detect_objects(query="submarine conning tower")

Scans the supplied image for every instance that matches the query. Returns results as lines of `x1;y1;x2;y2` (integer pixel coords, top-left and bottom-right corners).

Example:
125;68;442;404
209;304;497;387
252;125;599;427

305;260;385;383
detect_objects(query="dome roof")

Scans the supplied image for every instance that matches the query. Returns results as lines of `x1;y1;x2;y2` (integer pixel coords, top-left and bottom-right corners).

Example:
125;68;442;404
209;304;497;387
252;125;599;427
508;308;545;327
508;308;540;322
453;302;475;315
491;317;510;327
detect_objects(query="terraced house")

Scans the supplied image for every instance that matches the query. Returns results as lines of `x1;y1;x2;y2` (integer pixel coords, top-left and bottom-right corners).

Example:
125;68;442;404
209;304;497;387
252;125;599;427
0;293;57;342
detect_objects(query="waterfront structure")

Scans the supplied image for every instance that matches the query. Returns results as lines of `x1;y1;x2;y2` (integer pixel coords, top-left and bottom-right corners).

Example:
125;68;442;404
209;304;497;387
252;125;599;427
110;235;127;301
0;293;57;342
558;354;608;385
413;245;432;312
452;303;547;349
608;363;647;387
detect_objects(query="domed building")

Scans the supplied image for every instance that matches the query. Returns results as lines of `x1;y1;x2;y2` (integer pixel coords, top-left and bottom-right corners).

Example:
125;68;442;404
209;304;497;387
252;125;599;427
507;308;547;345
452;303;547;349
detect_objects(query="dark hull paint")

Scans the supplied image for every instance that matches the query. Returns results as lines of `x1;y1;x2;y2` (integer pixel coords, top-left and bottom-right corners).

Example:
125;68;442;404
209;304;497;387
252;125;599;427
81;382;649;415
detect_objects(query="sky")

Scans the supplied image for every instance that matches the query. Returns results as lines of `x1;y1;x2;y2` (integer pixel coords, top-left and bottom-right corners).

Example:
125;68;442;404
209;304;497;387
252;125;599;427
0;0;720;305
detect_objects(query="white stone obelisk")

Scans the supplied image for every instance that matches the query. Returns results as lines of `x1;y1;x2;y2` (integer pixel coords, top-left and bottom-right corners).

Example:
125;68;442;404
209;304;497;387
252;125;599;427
————
WORK INSTRUCTIONS: Reproduce every line above word for word, in the same order.

SOLUTION TO THIS EXERCISE:
detect_objects(query="submarine conning tower")

Scans the supplied image for every instance that matches the query. Returns results as lines of `x1;y1;x2;y2` (integer pixel coords, top-left and bottom-right corners).

Example:
125;68;442;404
209;304;497;387
252;125;599;427

305;260;385;383
detect_objects(query="dome roof")

Scans the supplied image for every instance that matches the query. Returns results as lines of `x1;y1;x2;y2` (integer pixel coords, top-left and bottom-right corners).

Example:
125;68;442;404
209;304;497;387
252;125;599;427
508;308;545;327
508;308;540;322
453;302;475;315
491;317;510;327
detect_objects(query="terraced house")

Scans the supplied image for every instance that matches the query. Returns results as lines of `x1;y1;x2;y2` (integer pixel coords, top-left and bottom-right corners).

Example:
125;68;442;404
209;304;497;387
252;125;599;427
0;293;57;342
detect_objects(query="waterfront structure")

Scans the supplied image for every instance that matches the query. Returns results as lines of `x1;y1;x2;y2` (integer pixel coords, top-left and bottom-right corners).

Example:
125;68;442;404
209;304;497;387
252;125;599;427
110;235;127;301
0;293;57;342
558;354;608;385
413;245;432;312
452;303;547;349
608;363;647;387
detect_objects(query="domed building")

Scans the supplied image for every instance that matches the query. Returns results as lines of `x1;y1;x2;y2` (integer pixel coords, top-left and bottom-right corners).

Example:
125;68;442;404
209;304;497;387
252;125;599;427
507;308;547;345
452;303;547;349
detect_objects(query="dark hull paint")

Scans the supplied image for every instance that matches the query. Returns results as lines of `x1;y1;x2;y2` (integer pixel coords, top-left and bottom-right corners).

Example:
125;68;442;404
209;304;497;387
252;125;599;427
81;382;649;415
detect_objects(query="sky")

Scans the supplied image for every instance that matches the query. Returns results as lines of `x1;y1;x2;y2` (integer pixel coords, top-left and bottom-right corners).

Example:
125;68;442;404
209;304;497;387
252;125;599;427
0;0;720;305
detect_objects(query="white stone obelisk")

Scans the supplied image for every instance that matches the query. Returns results as lines of `x1;y1;x2;y2` (integer pixel coords, top-left and bottom-right corners).

Example:
125;68;442;404
209;304;497;387
252;125;599;427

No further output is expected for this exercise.